> [What the exercise asks]: An exact reproduction of the listing is wanted, with the pictures dropped.

> [Source records]:
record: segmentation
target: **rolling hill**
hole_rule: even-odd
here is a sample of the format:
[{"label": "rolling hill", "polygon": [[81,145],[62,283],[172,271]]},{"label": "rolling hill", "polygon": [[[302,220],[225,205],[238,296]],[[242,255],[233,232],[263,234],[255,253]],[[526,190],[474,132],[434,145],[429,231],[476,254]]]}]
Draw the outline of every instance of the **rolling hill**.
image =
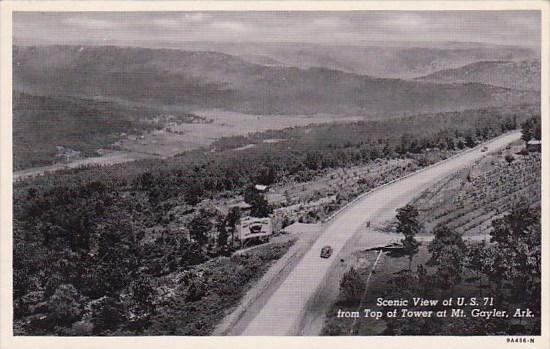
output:
[{"label": "rolling hill", "polygon": [[540,61],[484,61],[445,69],[417,78],[422,81],[490,84],[515,90],[540,91]]},{"label": "rolling hill", "polygon": [[14,89],[36,95],[219,108],[251,114],[381,115],[535,103],[479,83],[382,79],[328,68],[264,66],[208,51],[114,46],[14,47]]},{"label": "rolling hill", "polygon": [[[141,134],[161,122],[152,118],[161,110],[75,97],[13,94],[13,167],[15,170],[51,165],[58,146],[81,152],[83,157],[118,141],[121,133]],[[171,113],[179,122],[194,115]]]},{"label": "rolling hill", "polygon": [[188,51],[215,51],[249,62],[299,68],[323,67],[383,78],[409,79],[479,61],[528,60],[535,50],[483,43],[366,42],[351,45],[311,43],[156,43]]}]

> [Solution below]:
record: segmentation
target: **rolling hill**
hole_rule: even-odd
here is a sample of the format:
[{"label": "rolling hill", "polygon": [[81,145],[62,283],[172,271]]},{"label": "rolling hill", "polygon": [[[302,220],[225,205],[238,296]],[[242,255],[233,232],[263,234],[255,253]],[[526,190],[474,132],[434,145],[429,231],[476,254]]]}]
Draw the outline of every instance of the **rolling hill**.
image =
output:
[{"label": "rolling hill", "polygon": [[540,61],[484,61],[445,69],[417,78],[422,81],[490,84],[515,90],[540,91]]},{"label": "rolling hill", "polygon": [[14,89],[36,95],[219,108],[251,114],[381,115],[535,103],[479,83],[382,79],[328,68],[264,66],[208,51],[114,46],[14,47]]},{"label": "rolling hill", "polygon": [[[141,134],[161,122],[152,118],[161,110],[75,97],[13,94],[13,167],[15,170],[51,165],[58,146],[81,152],[83,157],[118,141],[121,133]],[[171,113],[179,122],[194,115]]]},{"label": "rolling hill", "polygon": [[188,51],[215,51],[249,62],[299,68],[323,67],[383,78],[409,79],[479,61],[528,60],[535,50],[483,43],[366,42],[351,45],[311,43],[156,43]]}]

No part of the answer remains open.